_Direction_: Print, please, the line that contains "TARGET = light tile patterned flooring" and each line after it to the end of the entries, unchanged and with nothing else.

··· Data shown ···

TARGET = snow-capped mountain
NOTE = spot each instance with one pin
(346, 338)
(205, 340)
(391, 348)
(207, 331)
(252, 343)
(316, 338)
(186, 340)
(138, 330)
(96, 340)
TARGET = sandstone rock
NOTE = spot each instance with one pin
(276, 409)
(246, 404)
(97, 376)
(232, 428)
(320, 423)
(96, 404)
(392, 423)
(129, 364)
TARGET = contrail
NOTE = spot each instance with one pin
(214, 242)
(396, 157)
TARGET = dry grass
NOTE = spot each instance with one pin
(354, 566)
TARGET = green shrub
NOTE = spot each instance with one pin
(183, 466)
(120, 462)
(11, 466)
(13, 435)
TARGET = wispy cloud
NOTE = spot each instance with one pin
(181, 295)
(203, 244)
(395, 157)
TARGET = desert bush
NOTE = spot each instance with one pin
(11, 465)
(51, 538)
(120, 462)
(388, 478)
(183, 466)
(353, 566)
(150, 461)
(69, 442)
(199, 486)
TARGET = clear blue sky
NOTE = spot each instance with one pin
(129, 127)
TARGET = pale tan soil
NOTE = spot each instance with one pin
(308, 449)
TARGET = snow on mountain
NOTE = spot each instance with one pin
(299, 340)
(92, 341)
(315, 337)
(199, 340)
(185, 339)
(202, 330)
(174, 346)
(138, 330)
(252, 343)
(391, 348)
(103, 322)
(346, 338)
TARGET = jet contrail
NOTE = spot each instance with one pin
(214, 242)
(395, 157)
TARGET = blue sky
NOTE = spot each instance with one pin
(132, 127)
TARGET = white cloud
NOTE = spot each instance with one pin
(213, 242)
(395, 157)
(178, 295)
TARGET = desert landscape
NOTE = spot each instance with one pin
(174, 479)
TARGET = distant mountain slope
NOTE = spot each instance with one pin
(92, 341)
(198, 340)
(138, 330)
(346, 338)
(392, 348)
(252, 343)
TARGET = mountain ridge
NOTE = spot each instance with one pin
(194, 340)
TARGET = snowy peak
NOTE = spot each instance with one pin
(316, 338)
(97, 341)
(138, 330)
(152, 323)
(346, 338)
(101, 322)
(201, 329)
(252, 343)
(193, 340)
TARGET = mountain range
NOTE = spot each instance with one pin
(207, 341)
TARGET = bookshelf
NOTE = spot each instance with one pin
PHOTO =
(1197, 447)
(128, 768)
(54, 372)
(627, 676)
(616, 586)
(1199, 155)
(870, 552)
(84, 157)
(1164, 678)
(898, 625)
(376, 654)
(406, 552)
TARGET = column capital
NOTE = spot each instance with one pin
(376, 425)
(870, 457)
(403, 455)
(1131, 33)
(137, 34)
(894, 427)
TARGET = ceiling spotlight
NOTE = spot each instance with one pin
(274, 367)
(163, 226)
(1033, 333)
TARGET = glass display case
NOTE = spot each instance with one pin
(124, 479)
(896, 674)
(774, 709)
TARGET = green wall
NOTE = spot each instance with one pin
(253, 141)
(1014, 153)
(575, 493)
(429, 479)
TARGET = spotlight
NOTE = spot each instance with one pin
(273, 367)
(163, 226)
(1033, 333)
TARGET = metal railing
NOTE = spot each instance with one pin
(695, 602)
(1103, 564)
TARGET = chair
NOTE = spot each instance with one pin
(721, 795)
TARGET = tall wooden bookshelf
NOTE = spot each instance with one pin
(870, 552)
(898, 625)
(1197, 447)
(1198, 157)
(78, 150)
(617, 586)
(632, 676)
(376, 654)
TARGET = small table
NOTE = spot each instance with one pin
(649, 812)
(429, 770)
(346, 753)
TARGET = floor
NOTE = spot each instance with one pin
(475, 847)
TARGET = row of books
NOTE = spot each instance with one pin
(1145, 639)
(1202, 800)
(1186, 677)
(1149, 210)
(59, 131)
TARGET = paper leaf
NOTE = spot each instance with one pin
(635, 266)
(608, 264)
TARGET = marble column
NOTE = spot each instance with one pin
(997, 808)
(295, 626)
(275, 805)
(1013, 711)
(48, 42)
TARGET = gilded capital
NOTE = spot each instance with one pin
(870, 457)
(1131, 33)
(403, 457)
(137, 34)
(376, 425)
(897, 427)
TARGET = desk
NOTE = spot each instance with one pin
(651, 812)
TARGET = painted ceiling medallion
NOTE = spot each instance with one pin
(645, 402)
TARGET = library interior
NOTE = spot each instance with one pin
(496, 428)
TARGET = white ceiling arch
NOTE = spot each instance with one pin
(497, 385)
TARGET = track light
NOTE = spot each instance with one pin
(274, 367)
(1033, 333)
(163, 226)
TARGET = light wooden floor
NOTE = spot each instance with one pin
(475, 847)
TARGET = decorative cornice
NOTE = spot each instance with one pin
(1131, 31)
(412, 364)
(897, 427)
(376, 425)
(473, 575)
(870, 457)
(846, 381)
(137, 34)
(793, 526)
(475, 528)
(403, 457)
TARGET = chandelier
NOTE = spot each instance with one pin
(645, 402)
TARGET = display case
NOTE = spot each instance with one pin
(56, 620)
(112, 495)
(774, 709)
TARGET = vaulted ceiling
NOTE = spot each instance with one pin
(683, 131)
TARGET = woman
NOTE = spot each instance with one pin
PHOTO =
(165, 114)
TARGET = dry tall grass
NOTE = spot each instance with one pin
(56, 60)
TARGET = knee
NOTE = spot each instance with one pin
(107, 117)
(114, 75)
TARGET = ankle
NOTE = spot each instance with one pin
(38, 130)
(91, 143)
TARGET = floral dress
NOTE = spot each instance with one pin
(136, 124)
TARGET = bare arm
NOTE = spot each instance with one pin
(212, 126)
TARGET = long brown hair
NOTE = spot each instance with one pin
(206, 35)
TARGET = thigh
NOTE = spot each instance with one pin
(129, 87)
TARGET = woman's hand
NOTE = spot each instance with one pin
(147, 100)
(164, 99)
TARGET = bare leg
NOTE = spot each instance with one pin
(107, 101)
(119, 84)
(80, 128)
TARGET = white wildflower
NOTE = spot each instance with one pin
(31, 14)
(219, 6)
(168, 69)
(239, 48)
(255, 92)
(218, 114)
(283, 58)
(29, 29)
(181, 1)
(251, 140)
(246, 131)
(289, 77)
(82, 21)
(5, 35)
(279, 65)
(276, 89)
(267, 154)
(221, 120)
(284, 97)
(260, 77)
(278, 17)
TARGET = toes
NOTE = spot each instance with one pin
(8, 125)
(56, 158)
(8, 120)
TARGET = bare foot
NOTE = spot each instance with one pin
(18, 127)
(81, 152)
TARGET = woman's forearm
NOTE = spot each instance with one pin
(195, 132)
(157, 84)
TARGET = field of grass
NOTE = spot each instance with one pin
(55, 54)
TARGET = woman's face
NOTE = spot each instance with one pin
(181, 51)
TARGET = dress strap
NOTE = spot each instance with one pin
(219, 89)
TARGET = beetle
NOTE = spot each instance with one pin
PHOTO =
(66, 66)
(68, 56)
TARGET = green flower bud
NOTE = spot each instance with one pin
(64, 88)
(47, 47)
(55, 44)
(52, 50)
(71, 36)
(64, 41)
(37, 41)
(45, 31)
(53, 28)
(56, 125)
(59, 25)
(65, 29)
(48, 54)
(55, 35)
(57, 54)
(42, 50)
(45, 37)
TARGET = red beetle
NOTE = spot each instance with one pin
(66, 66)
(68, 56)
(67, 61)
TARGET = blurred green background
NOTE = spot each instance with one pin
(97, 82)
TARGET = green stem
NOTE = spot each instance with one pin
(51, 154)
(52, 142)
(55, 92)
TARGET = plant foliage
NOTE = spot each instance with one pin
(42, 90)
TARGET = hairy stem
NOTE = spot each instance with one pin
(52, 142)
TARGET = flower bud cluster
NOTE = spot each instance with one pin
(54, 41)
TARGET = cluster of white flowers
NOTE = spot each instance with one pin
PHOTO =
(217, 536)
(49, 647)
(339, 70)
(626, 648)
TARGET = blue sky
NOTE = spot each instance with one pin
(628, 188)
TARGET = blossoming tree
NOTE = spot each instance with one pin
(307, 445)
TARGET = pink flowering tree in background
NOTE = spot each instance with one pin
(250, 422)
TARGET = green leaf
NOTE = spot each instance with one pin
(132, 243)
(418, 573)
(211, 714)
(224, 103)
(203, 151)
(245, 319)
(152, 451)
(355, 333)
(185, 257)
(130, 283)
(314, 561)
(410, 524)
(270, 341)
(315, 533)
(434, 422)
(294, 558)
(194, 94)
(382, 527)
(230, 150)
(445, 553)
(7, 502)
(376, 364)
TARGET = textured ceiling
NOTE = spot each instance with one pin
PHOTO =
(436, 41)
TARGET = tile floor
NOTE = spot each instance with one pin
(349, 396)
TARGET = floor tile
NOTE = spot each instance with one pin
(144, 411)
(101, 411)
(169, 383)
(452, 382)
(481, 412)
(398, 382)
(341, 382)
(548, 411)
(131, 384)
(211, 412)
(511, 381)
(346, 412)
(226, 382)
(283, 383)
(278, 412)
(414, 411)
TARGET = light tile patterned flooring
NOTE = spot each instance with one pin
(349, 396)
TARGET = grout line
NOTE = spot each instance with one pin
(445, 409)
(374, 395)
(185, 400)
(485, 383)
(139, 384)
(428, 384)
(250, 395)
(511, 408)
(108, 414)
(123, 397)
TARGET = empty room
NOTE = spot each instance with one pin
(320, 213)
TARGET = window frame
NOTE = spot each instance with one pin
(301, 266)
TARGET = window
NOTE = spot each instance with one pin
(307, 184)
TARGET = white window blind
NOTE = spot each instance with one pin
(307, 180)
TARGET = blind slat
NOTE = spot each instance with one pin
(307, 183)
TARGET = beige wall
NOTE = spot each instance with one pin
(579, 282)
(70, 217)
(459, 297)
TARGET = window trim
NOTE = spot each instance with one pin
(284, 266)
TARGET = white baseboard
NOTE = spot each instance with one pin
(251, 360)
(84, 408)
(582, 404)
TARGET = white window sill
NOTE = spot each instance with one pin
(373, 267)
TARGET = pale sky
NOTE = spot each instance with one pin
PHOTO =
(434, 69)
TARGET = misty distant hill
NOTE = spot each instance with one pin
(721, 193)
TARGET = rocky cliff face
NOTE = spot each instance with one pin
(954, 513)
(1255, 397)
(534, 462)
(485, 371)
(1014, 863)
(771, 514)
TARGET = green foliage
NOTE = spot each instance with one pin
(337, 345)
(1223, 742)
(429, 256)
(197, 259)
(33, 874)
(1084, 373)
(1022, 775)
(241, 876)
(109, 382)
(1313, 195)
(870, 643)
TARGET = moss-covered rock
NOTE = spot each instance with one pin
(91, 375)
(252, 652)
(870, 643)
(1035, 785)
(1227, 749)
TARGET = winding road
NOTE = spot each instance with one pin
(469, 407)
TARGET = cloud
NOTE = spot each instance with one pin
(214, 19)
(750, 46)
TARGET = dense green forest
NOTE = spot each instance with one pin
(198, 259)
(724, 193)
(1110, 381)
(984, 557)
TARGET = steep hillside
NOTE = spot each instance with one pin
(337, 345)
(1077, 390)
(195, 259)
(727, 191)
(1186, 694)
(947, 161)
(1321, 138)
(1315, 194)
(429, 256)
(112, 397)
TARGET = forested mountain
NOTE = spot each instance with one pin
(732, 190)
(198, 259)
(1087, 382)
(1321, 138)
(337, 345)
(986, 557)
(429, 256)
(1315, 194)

···

_Expected output_:
TARGET = light tile patterned flooring
NOTE = spot each instance with one pin
(349, 396)
TARGET = grout line
NOTE = spot each instance with one pin
(445, 409)
(374, 395)
(185, 400)
(485, 383)
(139, 384)
(428, 384)
(250, 395)
(511, 408)
(108, 414)
(123, 397)
TARGET = empty room
NOTE = spot each instance with one pin
(320, 213)
TARGET = window frame
NOTE = spot each instance with one pin
(301, 266)
TARGET = window
NOTE = spot each instance with one pin
(307, 184)
TARGET = white window blind
NOTE = spot each instance with one pin
(307, 180)
TARGET = blind slat
NOTE = spot each instance with one pin
(307, 183)
TARGET = beige wall
NOTE = spot each instance with one pin
(579, 282)
(70, 217)
(459, 297)
TARGET = window trim
NOTE = spot each instance with one pin
(284, 266)
TARGET = white baseboard
NOTE = spot each instance with one pin
(251, 360)
(84, 408)
(582, 404)
TARGET = white window sill
NOTE = spot each instance with one pin
(373, 267)
TARGET = pale sky
NOTE = spot each instance with one pin
PHOTO =
(434, 69)
TARGET = misty distant hill
NOTE = spot each instance with one pin
(721, 193)
TARGET = rocky cliff face
NOTE = spot each instance with one pin
(954, 513)
(1255, 397)
(534, 462)
(485, 371)
(1014, 863)
(771, 514)
TARGET = green foliage
NOTE = spot each instance with one pin
(337, 345)
(1223, 742)
(429, 256)
(197, 259)
(33, 874)
(1084, 373)
(1022, 775)
(241, 876)
(109, 382)
(1313, 195)
(870, 643)
TARGET = moss-covered rock
NOTE = spot each instance with one pin
(91, 375)
(252, 652)
(870, 643)
(1035, 785)
(1227, 749)
TARGET = winding road
NOTE = spot each instance with one pin
(469, 407)
TARGET = cloud
NOTE = spot each instance with one pin
(214, 19)
(750, 46)
TARGET = dense green forest
NOTE = spot each instance with one pin
(198, 259)
(724, 193)
(1110, 381)
(984, 557)
TARGET = steep hillside
NOTE = spot each instance with one pin
(337, 345)
(1077, 390)
(195, 259)
(727, 191)
(1186, 694)
(947, 161)
(1321, 138)
(1315, 194)
(429, 256)
(112, 397)
TARGET = forested mountain
NOTE = spot each instance with one pin
(732, 190)
(198, 259)
(1087, 382)
(1321, 138)
(337, 345)
(986, 557)
(429, 256)
(1315, 194)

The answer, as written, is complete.